**Stated task**
Rewrite all of the data below as a numbered list, leaving out any blank lines.

# Given information start

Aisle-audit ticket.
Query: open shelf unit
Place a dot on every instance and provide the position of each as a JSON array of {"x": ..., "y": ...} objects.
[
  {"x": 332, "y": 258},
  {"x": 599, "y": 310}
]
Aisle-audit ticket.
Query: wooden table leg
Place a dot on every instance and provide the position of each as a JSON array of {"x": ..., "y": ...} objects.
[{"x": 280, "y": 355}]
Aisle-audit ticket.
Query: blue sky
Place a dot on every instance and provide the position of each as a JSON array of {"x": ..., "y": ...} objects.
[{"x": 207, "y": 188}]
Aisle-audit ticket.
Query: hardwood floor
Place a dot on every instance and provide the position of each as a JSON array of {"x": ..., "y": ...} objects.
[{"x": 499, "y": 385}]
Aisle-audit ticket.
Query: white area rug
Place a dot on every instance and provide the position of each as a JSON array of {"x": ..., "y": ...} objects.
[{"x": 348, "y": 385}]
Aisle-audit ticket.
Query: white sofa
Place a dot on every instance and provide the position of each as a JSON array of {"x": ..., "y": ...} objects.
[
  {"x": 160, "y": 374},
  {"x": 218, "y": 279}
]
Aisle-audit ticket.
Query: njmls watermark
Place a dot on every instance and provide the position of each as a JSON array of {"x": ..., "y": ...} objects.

# Given information end

**Answer to this problem**
1. Aisle-audit ticket.
2. Query: open shelf unit
3. Place a dot on every instance and provide the position of each as a JSON array of {"x": ..., "y": ...} objects.
4. [
5.   {"x": 332, "y": 258},
6.   {"x": 599, "y": 310}
7. ]
8. Aisle-audit ticket.
9. Query: wooden table leg
10. Place a dot on every instance and provide the position of each as a JSON array of {"x": ..., "y": ...} objects.
11. [{"x": 280, "y": 355}]
12. Aisle-audit ticket.
13. Query: blue sky
14. Place a dot on every instance and provide the position of each as a JSON array of {"x": ..., "y": ...} objects.
15. [{"x": 207, "y": 188}]
16. Aisle-audit ticket.
17. Query: hardwood floor
18. Place a dot on every instance and provide the position of each as a JSON array of {"x": ..., "y": ...} objects.
19. [{"x": 499, "y": 385}]
20. Aisle-audit ticket.
21. Query: white area rug
22. Place a dot on every instance and provide the position of each as a JSON array of {"x": ..., "y": ...} objects.
23. [{"x": 348, "y": 385}]
24. Aisle-audit ticket.
25. Query: white sofa
26. Place a dot on every instance and provide the position of each as a JSON array of {"x": ..., "y": ...} objects.
27. [
28.   {"x": 160, "y": 374},
29.   {"x": 218, "y": 279}
30. ]
31. Aisle-audit ticket.
32. Query: njmls watermark
33. Place a dot on every instance and provide the position of each as a JSON array of {"x": ..., "y": ...} objects.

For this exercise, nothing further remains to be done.